[TASK TO CARRY OUT]:
In the text on modeling aggregates from point clouds, how many voxels is the space divided into when the normalized point cloud is downsampled?

[TEXT SEGMENT]:
Although not intended for CG applications, methods related to aggregates have been proposed to reconstruct the three-dimensional shape of grapes, estimate the number of grape berries, and perform quality management^8,9. These methods support harvesting and quality management by obtaining the distribution of grape numbers and sizes from one or multiple input images. However, these methods have constraints such as high computational cost and the need for specialized equipment. In contrast, our approach leverages the rapidly advancing techniques in computer vision to enable modeling using point clouds obtained from real-world images, without the need for specialized equipment. Furthermore, by combining clustering and element search on the point cloud, our method achieves a lower computational cost compared to the aforementioned approaches.

Our method

An overview of our geometry-aware clustering is shown in Fig. 2. In this study, the inputs are a point cloud representing an aggregate and a mesh model representing a single component (hereafter referred to as the component model). Since this work focuses on aggregates composed of spherical components, such as grapes and tomatoes, we use a sphere as the component model. The point cloud is generated using COLMAP¹. Our method applies three processes to the input point cloud: clustering, component model fitting, and cluster merging, in order to segment the point cloud into clusters corresponding to individual components. Finally, we perform detailed fitting of the component model to each cluster, enabling component-wise modeling of the aggregate. The following sections describe each process in detail.

Clustering point cloud

The point cloud representing an aggregate is obtained using an existing structure-from-motion method such as COLMAP. Since the reconstructed point clouds differ in scale depending on the target object and imaging conditions, each point cloud is normalized so that it fits within a bounding box of $[-1,1]$ along all axes. Next, to reduce computational cost, the normalized point cloud is downsampled using a voxel grid method. Specifically, the three-dimensional space is divided into a uniform grid of $200^3$ voxels, and all points contained within each voxel are replaced by a single point corresponding to their centroid. This reduction in point density effectively decreases the computational burden for the subsequent clustering and fitting processes, while preserving most of the geometric details of the aggregate. The preprocessed point cloud is then partitioned into clusters.

We adopt k-means clustering for this step. The k-means clustering is a method that partitions the given data into k clusters. Specifically, it begins by randomly initializing k cluster centroids (centers of mass), then assigns each data point to the cluster with the nearest centroid. The centroids are then recalculated based on the current cluster assignments, and the data points are reassigned to the nearest new centroids. This process is repeated until the centroids converge. The number of clusters is specified by the user as an approximate value that is larger than the expected number of components in the aggregate. This overestimation helps prevent a single cluster from spanning multiple components.

[Named-object pointing entries]:
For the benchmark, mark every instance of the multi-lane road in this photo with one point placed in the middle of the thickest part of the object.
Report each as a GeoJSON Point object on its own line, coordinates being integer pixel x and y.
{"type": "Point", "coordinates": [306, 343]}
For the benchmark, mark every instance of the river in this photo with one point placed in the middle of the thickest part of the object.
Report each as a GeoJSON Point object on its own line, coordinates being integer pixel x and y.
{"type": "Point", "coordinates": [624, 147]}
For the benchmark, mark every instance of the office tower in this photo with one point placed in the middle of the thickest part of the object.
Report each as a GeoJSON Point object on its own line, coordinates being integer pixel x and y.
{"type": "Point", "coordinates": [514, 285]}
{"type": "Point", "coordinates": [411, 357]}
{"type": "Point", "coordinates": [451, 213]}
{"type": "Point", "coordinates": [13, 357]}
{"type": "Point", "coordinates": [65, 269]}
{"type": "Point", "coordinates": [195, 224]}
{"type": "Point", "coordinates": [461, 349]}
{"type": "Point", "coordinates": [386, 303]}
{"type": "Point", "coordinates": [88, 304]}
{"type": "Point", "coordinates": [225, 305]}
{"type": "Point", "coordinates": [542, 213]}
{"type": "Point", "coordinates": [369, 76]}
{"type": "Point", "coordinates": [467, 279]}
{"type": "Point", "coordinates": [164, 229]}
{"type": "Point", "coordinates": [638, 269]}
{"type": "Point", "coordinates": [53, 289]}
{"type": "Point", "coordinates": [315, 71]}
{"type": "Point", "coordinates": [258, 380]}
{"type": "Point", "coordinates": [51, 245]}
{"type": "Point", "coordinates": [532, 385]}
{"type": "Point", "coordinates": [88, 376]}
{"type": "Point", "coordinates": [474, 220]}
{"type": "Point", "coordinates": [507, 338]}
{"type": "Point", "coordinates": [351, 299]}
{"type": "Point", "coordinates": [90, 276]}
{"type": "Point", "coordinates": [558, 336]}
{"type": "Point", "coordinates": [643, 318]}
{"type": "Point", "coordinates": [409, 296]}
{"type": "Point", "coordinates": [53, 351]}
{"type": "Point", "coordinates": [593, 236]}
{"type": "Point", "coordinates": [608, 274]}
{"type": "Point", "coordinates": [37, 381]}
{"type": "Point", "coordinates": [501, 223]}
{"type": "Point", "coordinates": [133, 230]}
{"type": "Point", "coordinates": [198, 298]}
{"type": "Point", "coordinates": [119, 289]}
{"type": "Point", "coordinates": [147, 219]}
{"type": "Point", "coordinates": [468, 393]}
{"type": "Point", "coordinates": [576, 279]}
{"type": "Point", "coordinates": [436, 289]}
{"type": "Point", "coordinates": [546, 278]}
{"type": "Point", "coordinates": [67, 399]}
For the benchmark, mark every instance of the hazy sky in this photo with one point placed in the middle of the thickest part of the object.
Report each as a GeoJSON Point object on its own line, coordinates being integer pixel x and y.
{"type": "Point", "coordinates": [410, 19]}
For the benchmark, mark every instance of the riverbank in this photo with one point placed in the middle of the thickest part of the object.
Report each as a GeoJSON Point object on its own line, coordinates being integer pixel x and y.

[THE ANSWER]:
A uniform grid of 200³ voxels.